**Your task**.
Reproduce each of the records below word for word, with nothing altered.
Start Stored rows
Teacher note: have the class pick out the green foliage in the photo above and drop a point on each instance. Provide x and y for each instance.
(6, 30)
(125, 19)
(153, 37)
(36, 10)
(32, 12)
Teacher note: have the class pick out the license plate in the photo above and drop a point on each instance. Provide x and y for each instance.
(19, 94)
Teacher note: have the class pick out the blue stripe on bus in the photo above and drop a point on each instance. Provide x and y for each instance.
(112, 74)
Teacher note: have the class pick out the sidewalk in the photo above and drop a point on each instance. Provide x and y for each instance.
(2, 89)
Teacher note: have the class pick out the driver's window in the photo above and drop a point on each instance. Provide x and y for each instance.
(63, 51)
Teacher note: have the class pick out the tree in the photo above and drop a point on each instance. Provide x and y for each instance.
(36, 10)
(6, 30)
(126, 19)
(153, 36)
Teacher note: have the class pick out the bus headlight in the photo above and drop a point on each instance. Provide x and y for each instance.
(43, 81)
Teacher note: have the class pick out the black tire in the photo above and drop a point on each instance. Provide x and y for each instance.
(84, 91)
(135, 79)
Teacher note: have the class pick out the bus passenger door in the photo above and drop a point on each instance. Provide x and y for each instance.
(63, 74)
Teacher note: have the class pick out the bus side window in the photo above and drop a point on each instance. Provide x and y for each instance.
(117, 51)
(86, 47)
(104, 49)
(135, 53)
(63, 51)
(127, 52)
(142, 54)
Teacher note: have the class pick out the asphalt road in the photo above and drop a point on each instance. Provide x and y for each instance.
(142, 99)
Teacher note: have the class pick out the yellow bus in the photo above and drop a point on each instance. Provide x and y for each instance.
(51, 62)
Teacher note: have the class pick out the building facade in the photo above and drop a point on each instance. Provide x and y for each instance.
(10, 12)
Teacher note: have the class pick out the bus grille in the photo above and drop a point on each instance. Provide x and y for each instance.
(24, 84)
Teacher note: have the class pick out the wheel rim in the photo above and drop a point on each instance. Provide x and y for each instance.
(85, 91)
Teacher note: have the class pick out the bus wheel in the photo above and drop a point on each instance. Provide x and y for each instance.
End Stored rows
**Solution for this exercise**.
Teacher note: have the class pick out the green foliage in the photo above and drop a point on each instance. Provide x and y for each instance.
(6, 30)
(125, 19)
(153, 37)
(36, 10)
(32, 12)
Teacher note: have the class pick out the license plate in the photo above and drop a point on each instance. Provide x and y for each instance.
(19, 94)
Teacher note: have the class pick out the blue stripe on bus in the photo above and drop a point on each instance. Provide x and y for each instance.
(112, 74)
Teacher note: have the class pick out the sidewalk in the photo above and drop a point on each instance. Provide x and y for each instance.
(2, 89)
Teacher note: have the class pick out the driver's window in the photo above and drop a point on each instance. Provide x and y for each instance.
(63, 51)
Teacher note: have the class pick out the tree in the photo above and drop a point on each instance. Provide x and y for each instance.
(36, 10)
(6, 30)
(126, 19)
(153, 36)
Teacher note: have the class pick out the bus headlight in the photo above and drop a point on each instance. Provide x and y for each instance.
(43, 81)
Teacher note: have the class pick out the black tire in the photo above and drop a point on each instance. Provide x and y for each instance.
(84, 91)
(135, 79)
Teacher note: have the class pick out the bus passenger door in the photo above and drop a point on each instance. Provide x and y for each instance.
(63, 74)
Teacher note: have the class pick out the bus side window in the photo above and drop a point on each instance. Provide x and y for each instance.
(117, 51)
(86, 47)
(104, 49)
(135, 53)
(63, 51)
(127, 52)
(142, 54)
Teacher note: have the class pick out the asphalt road in the photo above and drop a point on each instance. Provide x and y for each instance.
(142, 99)
Teacher note: have the class pick out the yellow bus in the photo above and drop a point on each instance. Provide x and y for each instance.
(51, 62)
Teacher note: have the class pick out the building facade in the photo above and drop a point on each instance. Provide x and y for each instance.
(10, 12)
Teacher note: have the class pick out the bus grille in the photo above and drop a point on each instance. Provide x and y for each instance.
(24, 84)
Teacher note: have the class pick out the wheel rim in the photo above and drop a point on each instance. Provide x and y for each instance.
(85, 91)
Teacher note: have the class pick out the bus wheel in the photo above and drop a point on each instance. Provide x and y for each instance.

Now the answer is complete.